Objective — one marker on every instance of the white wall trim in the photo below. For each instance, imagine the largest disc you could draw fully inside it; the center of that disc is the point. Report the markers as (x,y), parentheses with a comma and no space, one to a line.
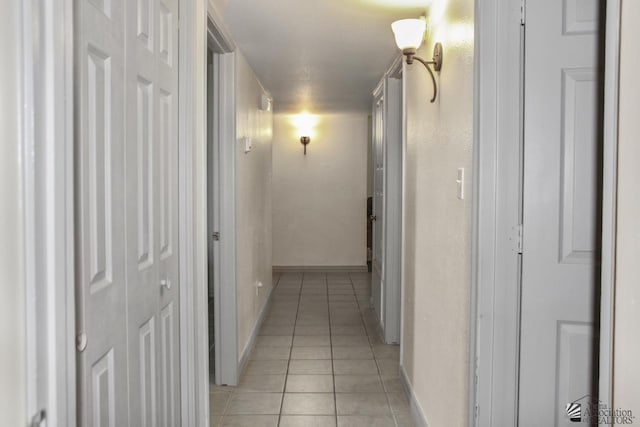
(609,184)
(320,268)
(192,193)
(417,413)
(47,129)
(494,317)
* * *
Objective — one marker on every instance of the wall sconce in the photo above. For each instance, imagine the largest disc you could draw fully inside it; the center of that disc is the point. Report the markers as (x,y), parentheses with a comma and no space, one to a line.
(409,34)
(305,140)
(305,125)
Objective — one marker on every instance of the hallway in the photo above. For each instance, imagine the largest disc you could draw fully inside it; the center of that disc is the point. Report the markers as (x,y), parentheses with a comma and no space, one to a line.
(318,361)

TASK:
List every line of the entries above that contains the word "Objective", copying each line in full. Match case exactly.

RESPONSE TO THIS EXERCISE:
Objective — one marker on every instance of the white wall trim in the photo below. For each instance, imagine the largest disc you could draw fully inside it; the center of that disc is the point. Report the markers as (x,y), parentheses with a comma and no space, one to a line.
Objective — one marker on every instance of the wall sconce in the photo above. For each instance, imagine the largest disc you could draw fully inside it; the center of that disc is the point. Report the markers as (x,y), parentheses with a comma and no space, one to a line.
Objective — one marker on every instance of the hallway in the photo above. For each instance, imagine the largest disc you could draw fully inside it; the center of that disc is the point. Report the markers as (x,y), parentheses with a comma and no space, one to a line.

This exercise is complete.